→ What is required
Reproduce the data exactly.

— START —

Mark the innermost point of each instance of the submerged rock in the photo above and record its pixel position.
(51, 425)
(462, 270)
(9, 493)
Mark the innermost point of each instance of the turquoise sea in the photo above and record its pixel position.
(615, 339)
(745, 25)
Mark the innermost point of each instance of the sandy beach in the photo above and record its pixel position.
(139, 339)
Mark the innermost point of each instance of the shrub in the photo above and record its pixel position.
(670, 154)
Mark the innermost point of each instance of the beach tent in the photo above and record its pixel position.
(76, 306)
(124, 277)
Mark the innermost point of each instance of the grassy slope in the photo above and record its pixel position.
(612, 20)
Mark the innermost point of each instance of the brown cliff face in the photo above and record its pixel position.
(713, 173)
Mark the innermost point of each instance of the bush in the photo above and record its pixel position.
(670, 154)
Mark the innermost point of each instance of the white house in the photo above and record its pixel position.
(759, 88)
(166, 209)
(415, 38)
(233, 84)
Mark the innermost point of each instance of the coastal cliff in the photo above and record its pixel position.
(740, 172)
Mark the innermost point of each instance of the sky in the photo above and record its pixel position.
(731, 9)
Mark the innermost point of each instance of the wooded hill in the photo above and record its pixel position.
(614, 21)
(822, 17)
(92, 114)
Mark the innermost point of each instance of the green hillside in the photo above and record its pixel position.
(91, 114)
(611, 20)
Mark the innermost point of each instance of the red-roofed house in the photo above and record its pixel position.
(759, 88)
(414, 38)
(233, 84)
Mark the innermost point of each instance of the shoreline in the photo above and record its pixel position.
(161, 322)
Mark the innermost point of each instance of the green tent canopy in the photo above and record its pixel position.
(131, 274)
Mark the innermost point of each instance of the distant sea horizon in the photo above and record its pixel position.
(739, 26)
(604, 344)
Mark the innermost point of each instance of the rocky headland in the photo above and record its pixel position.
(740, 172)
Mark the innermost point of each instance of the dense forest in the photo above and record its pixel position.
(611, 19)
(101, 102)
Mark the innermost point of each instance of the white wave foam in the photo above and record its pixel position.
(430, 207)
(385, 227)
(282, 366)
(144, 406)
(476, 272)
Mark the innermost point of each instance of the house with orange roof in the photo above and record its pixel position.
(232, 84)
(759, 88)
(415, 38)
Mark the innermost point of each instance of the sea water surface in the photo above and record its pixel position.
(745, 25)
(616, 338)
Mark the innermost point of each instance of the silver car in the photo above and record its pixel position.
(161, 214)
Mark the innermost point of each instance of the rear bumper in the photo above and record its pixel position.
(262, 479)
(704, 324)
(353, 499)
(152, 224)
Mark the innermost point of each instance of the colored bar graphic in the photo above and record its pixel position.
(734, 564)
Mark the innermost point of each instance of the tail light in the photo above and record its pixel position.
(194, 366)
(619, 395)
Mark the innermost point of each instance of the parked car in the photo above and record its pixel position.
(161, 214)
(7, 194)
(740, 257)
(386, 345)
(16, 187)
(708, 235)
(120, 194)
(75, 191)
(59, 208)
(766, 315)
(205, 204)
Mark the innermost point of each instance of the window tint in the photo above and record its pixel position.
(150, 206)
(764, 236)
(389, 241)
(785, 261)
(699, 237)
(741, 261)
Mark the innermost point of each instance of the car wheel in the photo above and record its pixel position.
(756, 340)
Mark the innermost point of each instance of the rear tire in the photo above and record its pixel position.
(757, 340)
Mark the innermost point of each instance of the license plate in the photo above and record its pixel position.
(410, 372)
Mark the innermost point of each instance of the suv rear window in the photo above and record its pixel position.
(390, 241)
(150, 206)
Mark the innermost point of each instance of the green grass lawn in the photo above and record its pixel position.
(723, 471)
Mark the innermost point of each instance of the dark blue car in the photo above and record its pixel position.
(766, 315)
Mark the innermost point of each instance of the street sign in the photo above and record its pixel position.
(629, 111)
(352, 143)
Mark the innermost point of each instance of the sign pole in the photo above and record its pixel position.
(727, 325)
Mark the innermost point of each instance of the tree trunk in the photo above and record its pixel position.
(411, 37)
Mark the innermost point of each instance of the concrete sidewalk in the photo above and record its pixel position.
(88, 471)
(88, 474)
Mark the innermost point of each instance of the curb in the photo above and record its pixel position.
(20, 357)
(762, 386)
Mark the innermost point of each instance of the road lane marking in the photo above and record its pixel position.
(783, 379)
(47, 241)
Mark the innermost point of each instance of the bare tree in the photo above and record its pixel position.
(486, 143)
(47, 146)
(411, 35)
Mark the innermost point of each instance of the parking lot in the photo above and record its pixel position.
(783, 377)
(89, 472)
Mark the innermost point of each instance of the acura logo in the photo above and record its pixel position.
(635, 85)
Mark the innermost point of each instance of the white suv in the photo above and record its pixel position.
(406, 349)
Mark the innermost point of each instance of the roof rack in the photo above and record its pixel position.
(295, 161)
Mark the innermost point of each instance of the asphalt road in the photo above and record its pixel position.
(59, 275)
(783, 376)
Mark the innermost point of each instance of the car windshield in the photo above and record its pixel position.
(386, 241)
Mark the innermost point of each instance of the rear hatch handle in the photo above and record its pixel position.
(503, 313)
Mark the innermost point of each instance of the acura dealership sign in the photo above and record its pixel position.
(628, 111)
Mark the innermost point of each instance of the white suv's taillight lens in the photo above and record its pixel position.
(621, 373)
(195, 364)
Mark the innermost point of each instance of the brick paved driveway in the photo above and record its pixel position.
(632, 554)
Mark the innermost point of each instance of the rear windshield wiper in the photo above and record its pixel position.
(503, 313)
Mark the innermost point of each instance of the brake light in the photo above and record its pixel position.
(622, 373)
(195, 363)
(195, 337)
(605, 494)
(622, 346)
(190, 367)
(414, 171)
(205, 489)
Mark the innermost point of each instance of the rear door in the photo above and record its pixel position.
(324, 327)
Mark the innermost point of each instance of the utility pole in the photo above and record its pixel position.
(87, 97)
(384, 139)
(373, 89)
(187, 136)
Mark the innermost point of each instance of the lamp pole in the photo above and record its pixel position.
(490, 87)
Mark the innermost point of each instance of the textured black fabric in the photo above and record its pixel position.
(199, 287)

— END —

→ Task answer
Mark the innermost point of each instance of the submerged rock in the photo above and record its pixel position.
(51, 425)
(462, 270)
(9, 493)
Mark the innermost point of each instance of the turquoise sea in the photo above and record its pixel position.
(615, 339)
(745, 25)
Mark the innermost point of each instance of the sandy beach in the photo above and record its pixel position.
(139, 339)
Mark the innermost point of each instance of the shrub in the photo above and record its pixel position.
(670, 154)
Mark the innermost point of each instance of the beach tent in the photo above and record its pixel position.
(76, 306)
(124, 277)
Mark the innermost point of each instance of the grassy slope in the photo above and record its pixel position.
(612, 20)
Mark the innermost point of each instance of the brown cliff face in the photo above and record its pixel position.
(713, 173)
Mark the innermost point of each instance of the bush in the photo above and record its pixel position.
(670, 154)
Mark the innermost point of each instance of the white house in the photo above and record its pixel position.
(759, 88)
(166, 209)
(415, 38)
(233, 84)
Mark the innermost point of each instance of the coastal cliff in the photo above and record its pixel position.
(740, 172)
Mark the innermost point of each instance of the sky in the photo above and record its pixel position.
(731, 9)
Mark the innermost point of each instance of the wooded hill in the photo above and record its pixel position.
(614, 21)
(822, 17)
(92, 114)
Mark the innermost point of each instance of the green hillside in the photo above and record its pixel position.
(91, 114)
(611, 20)
Mark the innermost point of each instance of the red-roofed house in the photo above and record its pixel position.
(759, 88)
(414, 38)
(233, 84)
Mark the innermost point of each instance of the shoreline in the photo above and record its pixel position.
(161, 322)
Mark the innermost point of each instance of the green tent canopy in the photo above and record its pixel position.
(131, 274)
Mark the innermost point of each instance of the distant sea horizon in the photo above and record its pixel position.
(739, 26)
(604, 344)
Mark the innermost point of each instance of the rocky headland in the photo above and record its pixel position.
(740, 172)
Mark the innermost point of each instance of the dense forest in the photo above and record its pixel position.
(611, 19)
(101, 102)
Mark the innermost point of each instance of the white wave foam in the photo above and record its pixel position.
(430, 207)
(385, 227)
(282, 366)
(144, 406)
(476, 272)
Mark the innermost point of each instance of the house with orange roof in the photo above and record its pixel position.
(232, 84)
(759, 88)
(415, 38)
Mark the innermost point of each instance of the sea water surface in the photo above and record its pixel position.
(745, 25)
(616, 338)
Mark the innermost point of each instance of the silver car in the photo above and record its pixel position.
(161, 214)
Mark the innermost point of each instance of the rear bumper in the photo above and record its pixel position.
(262, 479)
(704, 324)
(353, 499)
(152, 224)
Mark the innermost point of each instance of the colored bar graphic in the photo above and record its pixel position.
(734, 564)
Mark the innermost point of each instance of the tail light in the photo above and record its pixel position.
(194, 366)
(619, 395)
Mark the innermost point of each instance of the parked car in the photo above and record its pixel position.
(161, 214)
(7, 194)
(740, 257)
(386, 345)
(16, 187)
(708, 235)
(120, 194)
(75, 191)
(59, 208)
(766, 315)
(205, 204)
Mark the innermost point of each instance of the window tint in the photo above and record its pixel position.
(150, 206)
(764, 236)
(389, 241)
(785, 261)
(699, 237)
(741, 261)
Mark the innermost point of each instance of the car wheel in the photo above and record its pixel position.
(756, 340)
Mark the innermost point of each instance of the rear tire in the photo above and record its pixel position.
(757, 340)
Mark the innermost point of each instance of the license plate in the photo above and record its pixel position.
(410, 372)
Mark the innermost point of each instance of the suv rear window in the photo above and record its pixel position.
(390, 241)
(150, 206)
Mark the innermost point of each instance of the green grass lawn in the photo above and record its pixel position.
(723, 471)
Mark the innermost point of each instance of the dark blue car in the photo above and record its pixel position.
(766, 315)
Mark the innermost point of each instance of the street sign in the photo above and record its pixel position.
(629, 111)
(352, 143)
Mark the innermost point of each instance of the sign pole in the photo above and record its pixel position.
(727, 325)
Mark the innermost point of each instance of the tree trunk in the photo above and record its pixel position.
(411, 37)
Mark the innermost point of each instance of the concrete sidewalk in the photo above and record its pixel position.
(88, 471)
(88, 474)
Mark the innermost point of each instance of the curb in the photo above and record its pixel position.
(20, 357)
(762, 386)
Mark the innermost point of each instance of the road lane marking in the photo above and record its pixel position.
(783, 379)
(47, 241)
Mark the innermost point of each instance of the bare tree in the photo above and record its pixel position.
(486, 143)
(47, 146)
(411, 35)
Mark the innermost point of each instance of the parking lot in the photo above and record its pixel position.
(783, 377)
(89, 472)
Mark the innermost point of each instance of the acura logo in the photo above and record its pixel position.
(635, 85)
Mark the innermost point of each instance of the white suv in the photo above and record its pixel position.
(406, 349)
Mark the innermost point of each instance of the roof rack in the photo above and record its pixel position.
(295, 161)
Mark the innermost point of each instance of the asphalt road in the photo above and record its pixel position.
(59, 275)
(783, 376)
Mark the innermost point of each instance of the car windshield in the photo above and record its pixel position.
(386, 241)
Mark the innermost point of each instance of the rear hatch handle in the photo above and record its pixel position.
(503, 313)
Mark the innermost point of each instance of the acura dealership sign in the photo above and record its pixel position.
(628, 111)
Mark the innermost point of each instance of the white suv's taillight lens in the photo above and record its pixel position.
(621, 373)
(195, 364)
Mark the innermost point of each instance of the brick paved driveway in the photo above and record its pixel position.
(632, 554)
Mark the innermost point of each instance of the rear windshield wiper in the photo above and record its pixel position.
(503, 313)
Mark the innermost point of each instance of the brake light in the photo above and record its pixel position.
(622, 373)
(195, 363)
(195, 337)
(605, 494)
(622, 346)
(190, 367)
(414, 171)
(205, 489)
Mark the innermost point of each instance of the rear door in the photo above and record its pixel position.
(324, 327)
Mark the innermost point of each instance of the utility pole in the photo above and record its pixel position.
(87, 97)
(384, 139)
(373, 89)
(187, 136)
Mark the innermost point of each instance of the lamp pole in the photo above and record its pixel position.
(490, 87)
Mark the innermost point of each instance of the textured black fabric in the photo above and record its pixel position.
(199, 287)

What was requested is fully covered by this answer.